* **STATED PROBLEM**: Reproduce the listing verbatim.

[Coordinate annotation records]
+++

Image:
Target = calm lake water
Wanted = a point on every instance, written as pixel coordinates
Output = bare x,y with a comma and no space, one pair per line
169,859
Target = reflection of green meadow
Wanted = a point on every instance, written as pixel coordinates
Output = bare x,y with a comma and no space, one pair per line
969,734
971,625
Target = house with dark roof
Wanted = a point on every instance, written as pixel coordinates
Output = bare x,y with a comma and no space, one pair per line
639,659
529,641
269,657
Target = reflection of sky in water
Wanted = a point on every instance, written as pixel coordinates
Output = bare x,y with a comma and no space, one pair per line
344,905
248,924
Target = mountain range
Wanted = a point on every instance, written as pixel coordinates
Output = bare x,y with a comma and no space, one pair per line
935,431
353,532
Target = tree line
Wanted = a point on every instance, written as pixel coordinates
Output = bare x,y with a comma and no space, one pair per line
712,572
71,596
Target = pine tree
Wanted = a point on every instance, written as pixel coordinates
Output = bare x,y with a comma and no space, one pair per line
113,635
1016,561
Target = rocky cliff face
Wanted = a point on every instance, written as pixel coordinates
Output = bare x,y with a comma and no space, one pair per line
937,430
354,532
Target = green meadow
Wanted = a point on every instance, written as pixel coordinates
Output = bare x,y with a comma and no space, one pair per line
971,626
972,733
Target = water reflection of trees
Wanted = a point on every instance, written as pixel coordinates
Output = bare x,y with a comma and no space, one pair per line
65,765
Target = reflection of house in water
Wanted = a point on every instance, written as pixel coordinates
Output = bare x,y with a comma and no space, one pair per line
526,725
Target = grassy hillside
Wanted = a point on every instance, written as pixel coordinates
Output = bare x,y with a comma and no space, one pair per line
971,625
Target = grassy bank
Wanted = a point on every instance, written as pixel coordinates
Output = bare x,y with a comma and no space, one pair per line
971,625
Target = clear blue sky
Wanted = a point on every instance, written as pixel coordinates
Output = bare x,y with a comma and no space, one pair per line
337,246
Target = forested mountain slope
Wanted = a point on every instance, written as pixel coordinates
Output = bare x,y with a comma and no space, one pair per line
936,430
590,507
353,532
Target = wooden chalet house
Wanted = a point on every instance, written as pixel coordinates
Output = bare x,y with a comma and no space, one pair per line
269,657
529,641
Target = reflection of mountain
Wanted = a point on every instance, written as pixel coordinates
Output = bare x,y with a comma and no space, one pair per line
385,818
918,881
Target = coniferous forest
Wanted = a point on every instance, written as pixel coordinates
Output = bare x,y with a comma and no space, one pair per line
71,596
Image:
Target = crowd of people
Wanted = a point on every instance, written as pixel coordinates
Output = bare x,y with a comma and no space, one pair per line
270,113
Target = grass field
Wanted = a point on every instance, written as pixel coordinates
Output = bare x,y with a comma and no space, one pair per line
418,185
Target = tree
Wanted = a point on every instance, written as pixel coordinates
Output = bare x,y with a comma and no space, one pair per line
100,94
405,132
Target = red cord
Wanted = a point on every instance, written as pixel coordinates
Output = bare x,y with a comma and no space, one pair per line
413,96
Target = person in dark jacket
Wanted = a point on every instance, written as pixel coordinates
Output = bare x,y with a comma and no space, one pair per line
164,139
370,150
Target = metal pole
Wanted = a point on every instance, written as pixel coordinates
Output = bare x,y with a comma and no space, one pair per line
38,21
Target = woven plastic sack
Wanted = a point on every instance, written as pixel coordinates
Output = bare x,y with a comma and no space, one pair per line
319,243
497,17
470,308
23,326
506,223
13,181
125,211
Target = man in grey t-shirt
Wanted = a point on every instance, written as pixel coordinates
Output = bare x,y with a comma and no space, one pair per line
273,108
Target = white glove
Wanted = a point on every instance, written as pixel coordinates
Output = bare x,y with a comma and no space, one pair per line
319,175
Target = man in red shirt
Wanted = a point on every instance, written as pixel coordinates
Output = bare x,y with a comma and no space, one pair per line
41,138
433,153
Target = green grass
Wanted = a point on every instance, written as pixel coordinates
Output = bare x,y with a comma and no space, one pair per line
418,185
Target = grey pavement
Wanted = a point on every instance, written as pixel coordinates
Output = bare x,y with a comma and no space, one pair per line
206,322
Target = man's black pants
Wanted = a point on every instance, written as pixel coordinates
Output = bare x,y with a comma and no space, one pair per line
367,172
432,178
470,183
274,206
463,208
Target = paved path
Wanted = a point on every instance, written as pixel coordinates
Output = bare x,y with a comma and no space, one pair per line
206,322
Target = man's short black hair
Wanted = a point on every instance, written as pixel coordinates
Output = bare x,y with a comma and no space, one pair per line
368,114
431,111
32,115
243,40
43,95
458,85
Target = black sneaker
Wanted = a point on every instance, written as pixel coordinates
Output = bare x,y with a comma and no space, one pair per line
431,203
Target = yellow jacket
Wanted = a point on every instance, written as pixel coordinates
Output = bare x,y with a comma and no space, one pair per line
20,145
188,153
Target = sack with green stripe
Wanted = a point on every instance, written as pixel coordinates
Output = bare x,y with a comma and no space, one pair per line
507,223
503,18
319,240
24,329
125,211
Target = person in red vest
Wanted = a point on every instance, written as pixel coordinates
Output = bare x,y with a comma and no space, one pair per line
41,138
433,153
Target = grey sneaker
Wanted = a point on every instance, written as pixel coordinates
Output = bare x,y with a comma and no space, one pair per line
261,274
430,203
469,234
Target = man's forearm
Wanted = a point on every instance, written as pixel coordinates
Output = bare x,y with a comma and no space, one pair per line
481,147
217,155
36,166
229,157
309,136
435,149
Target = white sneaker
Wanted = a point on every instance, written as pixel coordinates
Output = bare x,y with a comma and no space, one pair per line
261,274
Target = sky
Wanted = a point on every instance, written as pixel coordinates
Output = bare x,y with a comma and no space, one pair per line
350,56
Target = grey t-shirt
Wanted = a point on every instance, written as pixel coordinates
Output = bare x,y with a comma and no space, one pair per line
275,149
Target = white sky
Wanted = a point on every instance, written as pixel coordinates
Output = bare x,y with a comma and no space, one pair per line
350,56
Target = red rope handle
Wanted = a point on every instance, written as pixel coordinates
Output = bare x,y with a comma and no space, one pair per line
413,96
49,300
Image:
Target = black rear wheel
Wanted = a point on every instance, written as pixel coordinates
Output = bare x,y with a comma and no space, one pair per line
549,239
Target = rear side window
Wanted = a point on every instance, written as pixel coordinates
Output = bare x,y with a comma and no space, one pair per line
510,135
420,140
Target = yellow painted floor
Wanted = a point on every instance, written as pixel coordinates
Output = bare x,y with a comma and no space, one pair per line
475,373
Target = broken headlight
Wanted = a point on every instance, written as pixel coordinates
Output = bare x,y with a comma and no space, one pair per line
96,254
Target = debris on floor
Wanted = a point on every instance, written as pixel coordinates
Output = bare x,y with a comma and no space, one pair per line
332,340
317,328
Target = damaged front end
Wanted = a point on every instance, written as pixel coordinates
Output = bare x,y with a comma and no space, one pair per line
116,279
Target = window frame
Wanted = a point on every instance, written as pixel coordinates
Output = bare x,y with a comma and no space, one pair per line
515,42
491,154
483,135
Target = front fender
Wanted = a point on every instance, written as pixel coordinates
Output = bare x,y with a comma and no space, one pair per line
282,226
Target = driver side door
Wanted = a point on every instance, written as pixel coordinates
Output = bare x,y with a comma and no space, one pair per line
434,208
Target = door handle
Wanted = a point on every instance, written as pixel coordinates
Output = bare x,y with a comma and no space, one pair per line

+++

* **COMPLETE OUTPUT**:
Image:
Target = calm lake water
Wanted = a point on every instance, written as pixel coordinates
Output = bare x,y with a comma and no space, one pair per line
169,859
Target = reflection of green meadow
Wanted = a point on every instance, written as pixel coordinates
Output = bare x,y with a comma and no space, one pair per line
969,734
971,625
Target = house with dark roof
Wanted = a point on every instance, written as pixel coordinates
Output = bare x,y with a comma and no space, one pair per line
639,659
529,641
269,657
Target = reflection of sky in water
Wanted = a point on every instance, written as pixel coordinates
Output = bare x,y with a comma and no space, one pair per line
344,905
248,924
Target = mountain range
Wanted = a point on every instance, written as pixel coordinates
Output = bare x,y with a comma and no space, one pair per line
935,431
353,532
Target = tree line
Wanted = a point on every instance, written as pixel coordinates
Output = bare x,y with a comma and no space, one pair per line
712,572
71,596
Target = pine tree
Wanted = a point on every instance, written as pixel coordinates
Output = bare x,y with a comma and no space, one pair per line
113,635
1016,561
Target = rocky cliff face
Wanted = a point on every instance, written as pixel coordinates
Output = bare x,y with a comma and no space, one pair per line
937,430
354,532
Target = green meadow
Wanted = a point on every instance, written as pixel coordinates
Output = bare x,y with a comma and no space, one pair per line
971,626
972,733
Target = water reflection of trees
Wanted = a point on every instance, written as pixel coordinates
Output = bare x,y with a comma and no space, one pair per line
65,765
Target = reflection of house in water
Wanted = a point on every instance, written as pixel coordinates
Output = bare x,y with a comma and no space, one pair per line
526,725
Target = grassy hillside
Wanted = a point on every instance, written as pixel coordinates
Output = bare x,y with a comma and no space, one pair per line
971,625
Target = grassy bank
Wanted = a point on every instance, written as pixel coordinates
Output = bare x,y with a comma and no space, one pair per line
971,625
Target = clear blue sky
Wanted = a point on every instance, written as pixel coordinates
Output = bare x,y with a comma and no space, one pair per line
337,246
Target = forested mountain slope
Wanted = a point on every instance, written as pixel coordinates
Output = bare x,y with a comma and no space, one pair per line
936,430
590,507
353,532
Target = wooden chalet house
Wanted = a point on every instance, written as pixel coordinates
Output = bare x,y with a comma and no space, one pair per line
269,657
529,641
Target = reflection of mountain
Wanted = a point on every instance, written as pixel coordinates
Output = bare x,y with a comma and no space, one pair per line
385,818
918,881
Target = coniferous forest
Wanted = a point on every instance, written as pixel coordinates
Output = bare x,y with a comma and no space, one pair per line
71,596
Image:
Target = crowd of people
Wanted = a point on every instance, written as pixel coordinates
Output = bare x,y with a comma and no space, one pair per line
270,113
Target = grass field
Wanted = a point on every instance, written as pixel coordinates
Output = bare x,y with a comma and no space, one pair per line
418,185
Target = tree
Wanted = a point on every instance, written as pixel coordinates
Output = bare x,y with a comma and no space, one pair per line
100,94
405,132
Target = red cord
Wanted = a point on every instance, written as pixel coordinates
Output = bare x,y with a comma and no space, one pair per line
413,96
Target = person in dark jacket
Wanted = a point on every instance, written as pixel coordinates
Output = bare x,y with a comma and no space, one pair per line
164,139
370,150
Target = metal pole
Wanted = a point on every instance, written as pixel coordinates
Output = bare x,y with a comma and no space, one pair per line
38,21
Target = woven plastic sack
Wanted = a point on every instance, written as pixel coordinates
Output = bare x,y with a comma and no space, one pair per line
319,243
497,17
470,308
23,326
506,223
13,181
125,211
Target = man in grey t-shirt
Wanted = a point on every instance, written as pixel coordinates
Output = bare x,y with a comma and no space, one pair per line
273,108
Target = white glove
Wanted = a point on every instance, written as pixel coordinates
Output = bare x,y with a comma and no space, one pair per line
319,175
Target = man in red shirt
Wanted = a point on every instance, written as pixel coordinates
Output = bare x,y with a comma and no space, one pair per line
41,138
433,153
Target = green grass
Wanted = a point on every instance, written as pixel coordinates
Output = bare x,y with a comma and no space, one pair per line
418,185
Target = grey pavement
Wanted = a point on every instance, written as pixel coordinates
Output = bare x,y with a comma and no space, one pair per line
206,322
Target = man's black pants
Wanted = a point on every instance, written as pixel coordinates
Output = bare x,y with a comma and no space, one pair per line
367,172
432,178
470,183
274,206
463,208
Target = paved path
Wanted = a point on every instance, written as pixel coordinates
Output = bare x,y with a comma and no space, one pair per line
206,322
Target = man's short black hair
Wanted = a point on every instance, written as pixel coordinates
Output = bare x,y with a comma and no space, one pair per line
368,114
431,111
32,115
243,40
43,95
458,85
Target = black sneaker
Wanted = a point on every instance, written as pixel coordinates
Output = bare x,y with a comma and no space, one pair per line
431,203
Target = yellow jacket
Wanted = a point on every instance, written as pixel coordinates
Output = bare x,y with a comma and no space, one pair per line
20,145
188,153
Target = sack with green stripe
Wanted = a point on every instance, written as pixel coordinates
Output = bare x,y with a comma and no space, one pair per line
507,223
503,18
319,240
24,329
125,211
Target = person in red vest
Wanted = a point on every instance, written as pixel coordinates
Output = bare x,y with a comma and no space, one pair per line
41,138
433,153
Target = grey sneaker
Wanted = a point on every instance, written as pixel coordinates
Output = bare x,y with a comma and no space, one pair per line
261,274
430,203
469,234
Target = man's forearm
Wanted = a point on every instance, written as pixel coordinates
Output = bare x,y with a comma and no space, one pair per line
481,147
217,155
36,166
229,157
309,136
435,149
Target = white sneaker
Wanted = a point on every instance, written as pixel coordinates
Output = bare x,y with a comma and no space, one pair per line
261,274
Target = sky
Wanted = a point on every instance, written as pixel coordinates
Output = bare x,y with a comma and no space, one pair per line
350,56
Target = grey t-shirt
Wanted = a point on every instance, written as pixel coordinates
Output = bare x,y with a comma and no space, one pair per line
275,149
Target = white sky
Wanted = a point on every instance, written as pixel coordinates
Output = bare x,y with a comma and no space, one pair per line
350,56
Target = red rope handle
Wanted = a point on every instance, written as pixel coordinates
Output = bare x,y with a comma and no space, one pair per line
413,96
49,300
Image:
Target = black rear wheel
Wanted = a point on every instance, written as pixel coordinates
Output = bare x,y with a comma and no space, one pair per line
549,239
Target = rear side window
Wanted = a point on every instance, written as pixel coordinates
Output = bare x,y with a comma and no space, one pair per line
510,135
420,140
Target = yellow painted floor
Wanted = a point on every instance, written as pixel coordinates
Output = bare x,y with a comma and no space, one pair per line
475,373
Target = broken headlight
Wanted = a point on every instance, written as pixel coordinates
Output = bare x,y with a comma and no space, one pair per line
96,254
Target = debris on floor
Wanted = a point on every instance, written as pixel coordinates
Output = bare x,y with a comma and no space, one pair per line
332,340
317,328
Target = damaged front end
Wanted = a point on every instance, written as pixel coordinates
Output = bare x,y with a comma and no space, one pair per line
116,279
Target = window frame
Wanted = a point on every instance, written as pixel coordinates
Output = bare x,y with a comma and no space, one pair per line
515,42
491,154
483,135
Target = front fender
Wanted = a point on every instance, written as pixel coordinates
Output = bare x,y with a comma and no space, one pair per line
282,226
Target = driver side door
Wanted = a point on every instance, written as pixel coordinates
Output = bare x,y with a comma and no space, one pair per line
434,208
Target = door handle
Wanted = a point on every instance, written as pixel coordinates
Output = bare x,y with a comma and no space, one pair per line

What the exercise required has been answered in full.